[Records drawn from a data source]
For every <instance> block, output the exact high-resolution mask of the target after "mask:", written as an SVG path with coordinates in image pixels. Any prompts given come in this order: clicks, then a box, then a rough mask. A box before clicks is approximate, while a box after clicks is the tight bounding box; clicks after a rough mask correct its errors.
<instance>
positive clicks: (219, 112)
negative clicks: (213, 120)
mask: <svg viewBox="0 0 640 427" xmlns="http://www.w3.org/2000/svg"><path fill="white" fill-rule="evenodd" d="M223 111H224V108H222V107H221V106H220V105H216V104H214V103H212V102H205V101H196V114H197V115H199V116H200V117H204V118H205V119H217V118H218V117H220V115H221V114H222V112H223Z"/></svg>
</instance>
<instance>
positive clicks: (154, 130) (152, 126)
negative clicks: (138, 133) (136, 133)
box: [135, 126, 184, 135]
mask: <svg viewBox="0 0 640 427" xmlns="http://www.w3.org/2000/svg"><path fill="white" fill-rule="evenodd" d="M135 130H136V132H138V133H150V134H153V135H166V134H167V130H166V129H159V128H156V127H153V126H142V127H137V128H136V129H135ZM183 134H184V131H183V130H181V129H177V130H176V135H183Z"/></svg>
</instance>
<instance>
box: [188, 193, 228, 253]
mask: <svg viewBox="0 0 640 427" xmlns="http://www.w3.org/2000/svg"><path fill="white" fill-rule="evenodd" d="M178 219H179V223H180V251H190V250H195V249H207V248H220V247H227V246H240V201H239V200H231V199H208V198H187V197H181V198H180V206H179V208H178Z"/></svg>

WHAT TO WORK ON
Copy the data above line for line, changing nothing.

RESPONSE
For every <instance> block, output the exact high-resolution mask of the target after "mask:", written as an SVG path with coordinates in image pixels. Any prompts given come in this order: clicks, then a box, then a rough mask. A box before clicks is approximate, while a box after clicks is the tight bounding box; clicks after a rough mask correct its errors.
<instance>
positive clicks: (219, 112)
negative clicks: (213, 120)
mask: <svg viewBox="0 0 640 427" xmlns="http://www.w3.org/2000/svg"><path fill="white" fill-rule="evenodd" d="M223 111H224V108H222V107H221V106H220V105H216V104H214V103H212V102H205V101H196V114H197V115H199V116H200V117H204V118H205V119H217V118H218V117H220V115H221V114H222V112H223Z"/></svg>
</instance>
<instance>
positive clicks: (154, 130) (152, 126)
negative clicks: (138, 133) (136, 133)
box: [135, 126, 184, 135]
mask: <svg viewBox="0 0 640 427" xmlns="http://www.w3.org/2000/svg"><path fill="white" fill-rule="evenodd" d="M135 130H136V132H138V133H150V134H153V135H166V134H167V130H166V129H159V128H156V127H153V126H142V127H137V128H136V129H135ZM183 134H184V131H183V130H181V129H177V130H176V135H183Z"/></svg>
</instance>
<instance>
box: [188, 193, 228, 253]
mask: <svg viewBox="0 0 640 427" xmlns="http://www.w3.org/2000/svg"><path fill="white" fill-rule="evenodd" d="M178 219H179V223H180V251H190V250H195V249H207V248H220V247H227V246H240V201H239V200H231V199H208V198H187V197H181V198H180V206H179V208H178Z"/></svg>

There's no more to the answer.